_Data provided_

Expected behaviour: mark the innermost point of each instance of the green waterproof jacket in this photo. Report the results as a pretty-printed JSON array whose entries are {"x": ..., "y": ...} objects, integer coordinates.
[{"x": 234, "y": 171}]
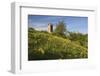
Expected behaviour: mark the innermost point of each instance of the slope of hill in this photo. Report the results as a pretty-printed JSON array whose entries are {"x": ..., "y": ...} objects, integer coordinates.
[{"x": 43, "y": 46}]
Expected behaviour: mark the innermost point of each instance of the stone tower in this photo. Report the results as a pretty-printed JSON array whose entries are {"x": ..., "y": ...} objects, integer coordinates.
[{"x": 50, "y": 28}]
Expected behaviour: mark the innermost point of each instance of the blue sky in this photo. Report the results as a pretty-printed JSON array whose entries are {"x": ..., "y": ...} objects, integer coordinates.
[{"x": 73, "y": 23}]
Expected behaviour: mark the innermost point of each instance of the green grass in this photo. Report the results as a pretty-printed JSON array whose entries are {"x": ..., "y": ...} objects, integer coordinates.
[{"x": 44, "y": 46}]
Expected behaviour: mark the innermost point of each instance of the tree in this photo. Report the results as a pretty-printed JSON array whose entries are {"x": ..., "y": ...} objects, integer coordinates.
[{"x": 61, "y": 28}]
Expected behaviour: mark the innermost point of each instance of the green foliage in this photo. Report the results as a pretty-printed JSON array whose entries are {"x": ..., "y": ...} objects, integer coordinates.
[
  {"x": 81, "y": 39},
  {"x": 43, "y": 46},
  {"x": 61, "y": 28}
]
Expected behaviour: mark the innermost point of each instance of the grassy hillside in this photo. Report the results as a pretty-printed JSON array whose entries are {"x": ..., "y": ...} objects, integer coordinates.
[{"x": 43, "y": 46}]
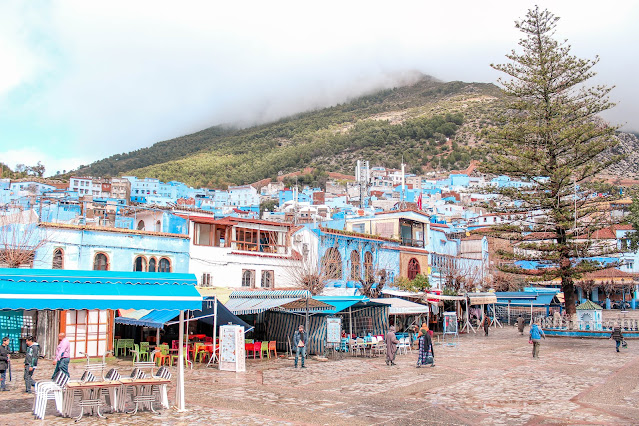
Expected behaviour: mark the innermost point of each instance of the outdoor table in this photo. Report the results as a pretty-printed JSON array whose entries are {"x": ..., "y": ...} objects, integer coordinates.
[
  {"x": 90, "y": 396},
  {"x": 142, "y": 393}
]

_Written request_
Arrange the part of the entries that opens with the line containing "of the blue" and runs through the end of the entries as a numbered list, leaving out blank lines and pictures.

_Exercise response_
1. Expected behaviour: mark the innermost point of each instance of the blue sky in this photo. Report the results as a pretty-printed JSON array whose entries are {"x": ..., "y": ...} objects, integer coordinates.
2. [{"x": 73, "y": 23}]
3. Expected behaviour: mark the innermost point of each instance of the green grass in this photo. Report the results as a pretty-printed JSON array whose entries are {"x": ..., "y": ...} objects, integer coordinates.
4. [{"x": 44, "y": 46}]
5. Expected behaviour: mark the innermost point of each instance of the tree in this photo. Report the results as a pretty-printed JSON array whose entries are {"x": ..., "y": ...} objects, integer coordinates.
6. [{"x": 61, "y": 28}]
7. Expected behaviour: mark the innermost point of each instance of the green foliage in this photo. Report the results as a pretty-printed JSON array whose entries are {"x": ..., "y": ...} objects, integer coordinates.
8. [
9.   {"x": 81, "y": 39},
10.   {"x": 43, "y": 46},
11.   {"x": 61, "y": 28}
12. ]
13. Expected behaviour: mark the innermost point of each instance of the grassy hillside in this photo. Report the results as a pretty-printed JSON array whose entries are {"x": ..., "y": ...} objects, integer coordinates.
14. [{"x": 43, "y": 46}]
15. Expected behaviour: mark the innermost point of each instance of the outdoor table in this photo. Report the results as a pretty-printed JSON array whose entries are {"x": ..., "y": ...} objects, integer coordinates.
16. [
17.   {"x": 90, "y": 396},
18.   {"x": 142, "y": 393}
19. ]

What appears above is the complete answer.